▶ SOURCE EXTRACT:
Space General Space News, Image and Discussion Thread

JagerIV

Well-known member
There seems to be a competition for a Virgin Galactic flight being run by a site called Omaze.

It seems like a legitimate organization, and seems to give money to good causes wether or not I win long odds to actually get a ticket. So, I'm tempted to through $50, maybe $25 bucks as a donation to space, with an added perk of space flight.

But, I don't know anything about these people either, so if anyone knows anything else, that would be neat. If the whole thing is legit, well, maybe this is something other people might be interested in.
 

bintananth

behind a desk

Very quick to cash in.
I'm wondering who came up with that acronym word salad. The SPACE portion makes it sound like something most would be inclined to support without actually reading the bill or knowing what's in it.

If it's really targeting carbon emissions instead of just a blatant cash grab I can think of three rocket fuels of the top of my head which don't contain any carbon: hydrogen, ammonia, and hydrazine.

▶ STORED RECORDS:
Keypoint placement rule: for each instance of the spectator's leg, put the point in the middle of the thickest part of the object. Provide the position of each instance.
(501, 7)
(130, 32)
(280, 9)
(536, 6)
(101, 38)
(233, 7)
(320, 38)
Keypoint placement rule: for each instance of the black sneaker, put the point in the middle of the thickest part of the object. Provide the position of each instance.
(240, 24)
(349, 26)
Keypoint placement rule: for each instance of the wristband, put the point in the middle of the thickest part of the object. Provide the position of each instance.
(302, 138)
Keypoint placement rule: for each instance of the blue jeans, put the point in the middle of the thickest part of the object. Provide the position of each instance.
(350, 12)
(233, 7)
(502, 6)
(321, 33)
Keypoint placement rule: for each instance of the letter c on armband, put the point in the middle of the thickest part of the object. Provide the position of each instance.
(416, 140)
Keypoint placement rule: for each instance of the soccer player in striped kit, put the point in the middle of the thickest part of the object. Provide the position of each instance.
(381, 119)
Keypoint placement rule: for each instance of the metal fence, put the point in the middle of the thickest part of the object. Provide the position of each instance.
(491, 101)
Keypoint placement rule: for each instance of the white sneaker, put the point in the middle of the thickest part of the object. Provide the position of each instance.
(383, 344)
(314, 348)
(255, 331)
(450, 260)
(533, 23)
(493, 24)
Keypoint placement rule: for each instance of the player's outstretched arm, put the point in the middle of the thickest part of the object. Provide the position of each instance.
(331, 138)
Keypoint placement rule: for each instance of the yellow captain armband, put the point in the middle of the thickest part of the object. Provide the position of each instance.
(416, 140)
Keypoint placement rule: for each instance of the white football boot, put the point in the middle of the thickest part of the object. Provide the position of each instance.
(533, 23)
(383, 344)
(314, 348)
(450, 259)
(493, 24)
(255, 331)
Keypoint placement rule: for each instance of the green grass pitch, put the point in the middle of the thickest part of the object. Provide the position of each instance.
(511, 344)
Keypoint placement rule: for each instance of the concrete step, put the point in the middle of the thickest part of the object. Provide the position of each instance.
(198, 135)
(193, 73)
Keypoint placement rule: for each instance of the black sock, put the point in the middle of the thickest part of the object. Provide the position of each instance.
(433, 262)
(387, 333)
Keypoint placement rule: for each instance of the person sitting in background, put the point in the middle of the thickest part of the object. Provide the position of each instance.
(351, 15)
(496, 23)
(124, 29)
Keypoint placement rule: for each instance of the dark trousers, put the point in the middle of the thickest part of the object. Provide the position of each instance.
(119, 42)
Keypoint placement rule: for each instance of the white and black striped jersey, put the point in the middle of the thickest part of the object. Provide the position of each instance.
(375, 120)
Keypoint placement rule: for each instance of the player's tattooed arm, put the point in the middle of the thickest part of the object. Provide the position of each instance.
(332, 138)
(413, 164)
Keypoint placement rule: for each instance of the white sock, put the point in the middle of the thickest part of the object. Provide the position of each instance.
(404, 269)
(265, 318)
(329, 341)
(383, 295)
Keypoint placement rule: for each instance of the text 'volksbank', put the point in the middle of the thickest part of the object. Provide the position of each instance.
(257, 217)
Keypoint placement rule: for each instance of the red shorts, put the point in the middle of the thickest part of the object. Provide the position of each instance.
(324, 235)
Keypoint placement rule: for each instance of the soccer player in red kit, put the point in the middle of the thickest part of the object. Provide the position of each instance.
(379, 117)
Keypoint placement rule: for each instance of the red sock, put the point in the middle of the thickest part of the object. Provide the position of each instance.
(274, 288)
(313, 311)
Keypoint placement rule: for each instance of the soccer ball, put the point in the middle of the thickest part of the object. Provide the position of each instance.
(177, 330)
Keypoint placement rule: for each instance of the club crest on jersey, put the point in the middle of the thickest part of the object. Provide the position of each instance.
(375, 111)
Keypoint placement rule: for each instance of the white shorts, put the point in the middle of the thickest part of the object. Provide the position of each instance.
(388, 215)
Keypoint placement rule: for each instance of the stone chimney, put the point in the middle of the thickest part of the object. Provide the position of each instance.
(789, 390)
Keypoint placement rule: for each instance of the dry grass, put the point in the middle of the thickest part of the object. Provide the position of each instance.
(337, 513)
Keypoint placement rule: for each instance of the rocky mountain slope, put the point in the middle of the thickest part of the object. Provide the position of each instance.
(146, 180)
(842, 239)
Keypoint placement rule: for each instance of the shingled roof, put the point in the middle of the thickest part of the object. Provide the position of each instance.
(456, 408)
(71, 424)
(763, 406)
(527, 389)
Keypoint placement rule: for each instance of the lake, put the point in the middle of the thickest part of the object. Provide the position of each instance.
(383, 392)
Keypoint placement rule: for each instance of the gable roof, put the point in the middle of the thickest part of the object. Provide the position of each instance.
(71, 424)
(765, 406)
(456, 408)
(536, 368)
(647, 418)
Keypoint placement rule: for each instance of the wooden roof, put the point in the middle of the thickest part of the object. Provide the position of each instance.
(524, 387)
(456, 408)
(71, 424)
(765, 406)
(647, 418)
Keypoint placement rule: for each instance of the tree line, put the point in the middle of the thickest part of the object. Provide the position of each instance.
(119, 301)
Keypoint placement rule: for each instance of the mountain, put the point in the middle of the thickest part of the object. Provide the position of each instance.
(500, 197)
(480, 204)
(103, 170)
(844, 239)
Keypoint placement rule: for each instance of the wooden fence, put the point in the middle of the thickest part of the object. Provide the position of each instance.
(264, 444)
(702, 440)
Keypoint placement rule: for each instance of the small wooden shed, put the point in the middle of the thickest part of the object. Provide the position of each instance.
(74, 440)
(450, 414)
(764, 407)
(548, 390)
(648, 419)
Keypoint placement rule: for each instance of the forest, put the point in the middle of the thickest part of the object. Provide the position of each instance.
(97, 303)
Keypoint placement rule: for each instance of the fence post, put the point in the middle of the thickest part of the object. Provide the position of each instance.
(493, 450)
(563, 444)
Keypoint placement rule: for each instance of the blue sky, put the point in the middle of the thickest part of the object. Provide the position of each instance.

▶ TASK 1: Do these statements agree with the space news thread? (a) The competition for a Virgin Galactic flight is run by a site called Omaze. (b) The first post considers a donation of $100. (c) The second post names hydrogen, ammonia, and hydrazine as rocket fuels with no carbon. Answer yes or no for each and quote the words from the thread that decide it.
▶ TASK 2: Extend the space news thread past its final post.

▶ TASK RESULT 1:
(a) Yes: "There seems to be a competition for a Virgin Galactic flight being run by a site called Omaze."
(b) No: "I'm tempted to through $50, maybe $25 bucks as a donation to space"
(c) Yes: "three rocket fuels of the top of my head which don't contain any carbon: hydrogen, ammonia, and hydrazine."</t1>

▶ TASK RESULT 2:
 

Urabrask Revealed

Let them go.
Founder

Bear Ribs

Well-known member
Who else was stoked about the first commercial space flight? Not the FAA, who changed its rules to exclude Jeff Bezos and declare he doesn't count. Also from now all, all Astronauts have to get permits from the FAA, and their rocket licensed by the FAA, no more civilian fun allowed.


The timing is remarkably suspicious, the same day Bezos launched they changed the rules.
 

JagerIV

Well-known member
Who else was stoked about the first commercial space flight? Not the FAA, who changed its rules to exclude Jeff Bezos and declare he doesn't count. Also from now all, all Astronauts have to get permits from the FAA, and their rocket licensed by the FAA, no more civilian fun allowed.


The timing is remarkably suspicious, the same day Bezos launched they changed the rules.

Is this forbidding space launches without pre approval from the FAA, or is it just about the astronaut wings? I'm wondering if this is petty but harmless, and if regular civilian flights happen it does make sense that not everyone who rides a mile above the space line gets astronaughts wings. Or is this going to actually fuck over launches?
 

bintananth

behind a desk
Is this forbidding space launches without pre approval from the FAA, or is it just about the astronaut wings? I'm wondering if this is petty but harmless, and if regular civilian flights happen it does make sense that not everyone who rides a mile above the space line gets astronaughts wings. Or is this going to actually fuck over launches?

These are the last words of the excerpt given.